• [WHAT IS EXPECTED] Put each line of the records below, from the very first line through the line containing "97, 205, 121]]", into a JSON list as a separate string, leaving out any blank lines.
======== PROVIDED RECORDS ========
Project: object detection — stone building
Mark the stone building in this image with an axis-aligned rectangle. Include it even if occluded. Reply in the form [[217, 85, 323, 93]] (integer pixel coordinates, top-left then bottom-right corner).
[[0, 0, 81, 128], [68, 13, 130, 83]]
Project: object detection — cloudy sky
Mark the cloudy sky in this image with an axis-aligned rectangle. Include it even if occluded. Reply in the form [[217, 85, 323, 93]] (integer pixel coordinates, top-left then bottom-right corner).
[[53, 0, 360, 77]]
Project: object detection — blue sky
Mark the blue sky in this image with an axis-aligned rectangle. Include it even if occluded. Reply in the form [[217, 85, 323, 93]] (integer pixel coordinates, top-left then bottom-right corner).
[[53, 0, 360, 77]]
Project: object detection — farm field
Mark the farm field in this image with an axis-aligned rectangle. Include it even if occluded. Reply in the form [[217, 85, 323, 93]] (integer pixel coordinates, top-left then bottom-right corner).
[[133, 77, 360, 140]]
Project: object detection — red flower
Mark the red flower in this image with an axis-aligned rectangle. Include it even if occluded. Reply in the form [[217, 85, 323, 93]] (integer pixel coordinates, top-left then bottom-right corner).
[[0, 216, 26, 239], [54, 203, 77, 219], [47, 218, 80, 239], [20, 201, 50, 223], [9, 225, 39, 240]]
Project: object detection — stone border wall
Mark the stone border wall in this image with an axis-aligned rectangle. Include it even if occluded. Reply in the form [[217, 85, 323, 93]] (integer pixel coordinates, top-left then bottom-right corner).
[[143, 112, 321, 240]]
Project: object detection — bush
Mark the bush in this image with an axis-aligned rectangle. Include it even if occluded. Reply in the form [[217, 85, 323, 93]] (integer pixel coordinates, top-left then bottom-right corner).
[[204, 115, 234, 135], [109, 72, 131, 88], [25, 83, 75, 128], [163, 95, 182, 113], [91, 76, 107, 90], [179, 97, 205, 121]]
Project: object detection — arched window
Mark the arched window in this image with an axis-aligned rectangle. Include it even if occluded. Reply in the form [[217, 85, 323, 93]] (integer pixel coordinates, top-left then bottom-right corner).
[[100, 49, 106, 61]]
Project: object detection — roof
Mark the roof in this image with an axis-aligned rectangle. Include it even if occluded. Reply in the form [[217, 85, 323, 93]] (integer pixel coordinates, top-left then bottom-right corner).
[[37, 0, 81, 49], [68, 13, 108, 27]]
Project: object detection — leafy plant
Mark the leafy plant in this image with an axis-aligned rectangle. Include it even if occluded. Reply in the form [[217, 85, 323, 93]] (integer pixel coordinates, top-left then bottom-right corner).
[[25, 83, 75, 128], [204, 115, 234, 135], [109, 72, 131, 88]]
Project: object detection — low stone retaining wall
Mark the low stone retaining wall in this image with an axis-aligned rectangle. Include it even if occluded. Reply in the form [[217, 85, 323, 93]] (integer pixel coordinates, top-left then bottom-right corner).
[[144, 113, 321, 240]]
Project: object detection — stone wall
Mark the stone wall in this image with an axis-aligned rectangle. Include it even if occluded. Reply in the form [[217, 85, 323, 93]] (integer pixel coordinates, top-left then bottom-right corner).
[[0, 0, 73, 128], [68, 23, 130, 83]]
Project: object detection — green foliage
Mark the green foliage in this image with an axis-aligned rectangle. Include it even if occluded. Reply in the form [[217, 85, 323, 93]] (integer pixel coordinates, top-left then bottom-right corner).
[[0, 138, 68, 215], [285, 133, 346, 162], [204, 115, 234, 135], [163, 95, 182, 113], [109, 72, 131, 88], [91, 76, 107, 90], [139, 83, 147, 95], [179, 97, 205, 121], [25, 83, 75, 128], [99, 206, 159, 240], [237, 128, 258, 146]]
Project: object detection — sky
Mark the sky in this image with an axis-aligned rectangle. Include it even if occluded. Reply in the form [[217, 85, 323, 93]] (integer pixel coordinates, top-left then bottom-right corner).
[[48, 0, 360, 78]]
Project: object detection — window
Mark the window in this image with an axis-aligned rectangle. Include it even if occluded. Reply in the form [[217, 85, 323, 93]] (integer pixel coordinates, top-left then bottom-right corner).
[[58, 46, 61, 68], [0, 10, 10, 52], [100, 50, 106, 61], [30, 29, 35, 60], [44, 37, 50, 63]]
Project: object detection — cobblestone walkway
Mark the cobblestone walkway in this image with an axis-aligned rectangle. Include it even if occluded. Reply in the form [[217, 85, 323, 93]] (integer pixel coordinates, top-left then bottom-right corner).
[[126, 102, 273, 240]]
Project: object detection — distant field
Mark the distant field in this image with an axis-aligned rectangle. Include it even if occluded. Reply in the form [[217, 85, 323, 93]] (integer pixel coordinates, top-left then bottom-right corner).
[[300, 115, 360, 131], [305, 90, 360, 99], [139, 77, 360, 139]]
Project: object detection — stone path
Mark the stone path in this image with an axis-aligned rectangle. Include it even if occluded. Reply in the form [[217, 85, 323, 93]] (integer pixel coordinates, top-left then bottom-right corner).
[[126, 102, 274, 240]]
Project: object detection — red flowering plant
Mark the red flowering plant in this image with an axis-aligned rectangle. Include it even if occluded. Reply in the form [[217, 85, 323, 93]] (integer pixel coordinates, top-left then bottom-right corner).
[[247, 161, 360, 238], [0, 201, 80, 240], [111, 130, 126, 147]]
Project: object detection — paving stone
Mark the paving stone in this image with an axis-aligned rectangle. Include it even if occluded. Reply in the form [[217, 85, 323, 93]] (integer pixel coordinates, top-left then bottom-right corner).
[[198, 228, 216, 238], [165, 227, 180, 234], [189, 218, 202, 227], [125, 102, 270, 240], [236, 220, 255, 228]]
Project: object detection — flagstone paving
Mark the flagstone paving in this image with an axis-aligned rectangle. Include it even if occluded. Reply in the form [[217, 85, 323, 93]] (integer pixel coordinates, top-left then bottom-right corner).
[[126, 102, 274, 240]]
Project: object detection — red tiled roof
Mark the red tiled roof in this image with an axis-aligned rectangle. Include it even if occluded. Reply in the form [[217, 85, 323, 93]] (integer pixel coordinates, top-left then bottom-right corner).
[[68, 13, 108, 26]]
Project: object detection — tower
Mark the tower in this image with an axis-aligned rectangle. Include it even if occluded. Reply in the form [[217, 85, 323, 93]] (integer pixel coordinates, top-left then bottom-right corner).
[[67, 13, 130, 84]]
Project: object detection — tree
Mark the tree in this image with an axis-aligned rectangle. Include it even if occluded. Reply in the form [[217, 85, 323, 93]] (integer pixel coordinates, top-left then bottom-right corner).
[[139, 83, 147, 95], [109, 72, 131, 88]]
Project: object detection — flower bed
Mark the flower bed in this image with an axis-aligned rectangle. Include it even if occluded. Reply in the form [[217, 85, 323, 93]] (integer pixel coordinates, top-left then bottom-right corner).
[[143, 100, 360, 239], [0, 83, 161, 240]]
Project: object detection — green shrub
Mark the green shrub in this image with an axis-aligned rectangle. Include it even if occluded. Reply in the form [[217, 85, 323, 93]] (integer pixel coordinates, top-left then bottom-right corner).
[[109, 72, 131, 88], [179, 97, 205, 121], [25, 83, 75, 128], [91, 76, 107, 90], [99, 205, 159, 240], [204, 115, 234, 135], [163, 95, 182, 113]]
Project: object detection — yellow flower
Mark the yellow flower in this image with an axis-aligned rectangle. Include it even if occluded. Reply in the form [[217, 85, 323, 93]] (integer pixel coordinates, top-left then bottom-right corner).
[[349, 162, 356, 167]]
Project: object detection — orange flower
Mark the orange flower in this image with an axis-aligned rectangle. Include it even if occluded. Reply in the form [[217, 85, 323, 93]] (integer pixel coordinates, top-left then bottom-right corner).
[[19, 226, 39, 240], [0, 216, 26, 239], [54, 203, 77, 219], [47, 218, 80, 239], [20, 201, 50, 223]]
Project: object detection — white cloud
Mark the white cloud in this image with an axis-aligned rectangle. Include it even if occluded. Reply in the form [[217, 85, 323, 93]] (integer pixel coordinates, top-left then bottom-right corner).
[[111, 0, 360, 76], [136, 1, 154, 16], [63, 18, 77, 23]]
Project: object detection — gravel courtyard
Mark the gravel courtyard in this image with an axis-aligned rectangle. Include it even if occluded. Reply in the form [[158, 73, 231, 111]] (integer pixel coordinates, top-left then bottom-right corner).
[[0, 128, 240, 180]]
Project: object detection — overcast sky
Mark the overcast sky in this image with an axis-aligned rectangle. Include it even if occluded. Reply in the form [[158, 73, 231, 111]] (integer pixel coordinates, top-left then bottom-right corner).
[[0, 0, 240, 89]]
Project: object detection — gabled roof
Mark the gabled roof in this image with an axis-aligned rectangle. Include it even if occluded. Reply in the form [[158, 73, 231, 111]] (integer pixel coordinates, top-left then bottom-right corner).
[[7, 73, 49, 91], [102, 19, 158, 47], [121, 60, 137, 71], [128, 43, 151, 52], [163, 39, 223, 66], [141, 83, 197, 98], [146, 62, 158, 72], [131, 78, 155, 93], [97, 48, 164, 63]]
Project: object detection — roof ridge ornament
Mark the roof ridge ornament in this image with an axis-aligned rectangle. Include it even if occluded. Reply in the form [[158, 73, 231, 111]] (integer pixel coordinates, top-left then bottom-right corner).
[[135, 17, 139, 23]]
========
• [THE SOLUTION]
[
  "Project: object detection — stone building",
  "Mark the stone building in this image with an axis-aligned rectangle. Include it even if occluded. Reply in the form [[217, 85, 323, 93]] (integer pixel coordinates, top-left then bottom-right corner).",
  "[[0, 0, 81, 128], [68, 13, 130, 83]]",
  "Project: object detection — cloudy sky",
  "Mark the cloudy sky in this image with an axis-aligned rectangle. Include it even if occluded. Reply in the form [[217, 85, 323, 93]] (integer pixel coordinates, top-left then bottom-right corner).",
  "[[53, 0, 360, 77]]",
  "Project: object detection — blue sky",
  "Mark the blue sky in this image with an axis-aligned rectangle. Include it even if occluded. Reply in the form [[217, 85, 323, 93]] (integer pixel coordinates, top-left then bottom-right corner).",
  "[[53, 0, 360, 77]]",
  "Project: object detection — farm field",
  "Mark the farm field in this image with an axis-aligned rectangle. Include it even if occluded. Reply in the form [[217, 85, 323, 93]] (integer pixel coordinates, top-left then bottom-right corner).",
  "[[133, 77, 360, 140]]",
  "Project: object detection — red flower",
  "Mark the red flower in this image with an axis-aligned rectangle. Include it even if occluded. Reply in the form [[217, 85, 323, 93]] (integer pixel coordinates, top-left then bottom-right corner).",
  "[[0, 216, 26, 239], [54, 203, 77, 219], [47, 218, 80, 239], [20, 201, 50, 223], [9, 225, 39, 240]]",
  "Project: object detection — stone border wall",
  "Mark the stone border wall in this image with an axis-aligned rectangle. Include it even if occluded. Reply in the form [[217, 85, 323, 93]] (integer pixel coordinates, top-left then bottom-right corner).",
  "[[143, 112, 321, 240]]",
  "Project: object detection — bush",
  "Mark the bush in this image with an axis-aligned rectangle. Include it even if occluded. Reply in the form [[217, 85, 323, 93]] (integer pixel coordinates, top-left then bottom-right corner).",
  "[[204, 115, 234, 135], [109, 72, 131, 88], [25, 83, 75, 128], [163, 95, 182, 113], [91, 76, 107, 90], [179, 97, 205, 121]]"
]